**MATERIAL FOR THE TASK:**
--- --- ---

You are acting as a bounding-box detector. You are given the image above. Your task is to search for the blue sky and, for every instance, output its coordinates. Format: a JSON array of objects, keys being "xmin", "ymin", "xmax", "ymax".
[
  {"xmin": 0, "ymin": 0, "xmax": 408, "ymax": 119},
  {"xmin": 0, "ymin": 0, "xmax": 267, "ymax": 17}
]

--- --- ---

**EXERCISE INSTRUCTIONS:**
Render the listing above as a Markdown table with the columns Row and Line. Give each non-blank line its own numbered row and skip blank lines.

**WRITTEN SOLUTION:**
| Row | Line |
|---|---|
| 1 | You are acting as a bounding-box detector. You are given the image above. Your task is to search for the blue sky and, for every instance, output its coordinates. Format: a JSON array of objects, keys being "xmin", "ymin", "xmax", "ymax". |
| 2 | [ |
| 3 |   {"xmin": 0, "ymin": 0, "xmax": 408, "ymax": 119}, |
| 4 |   {"xmin": 0, "ymin": 0, "xmax": 267, "ymax": 17} |
| 5 | ] |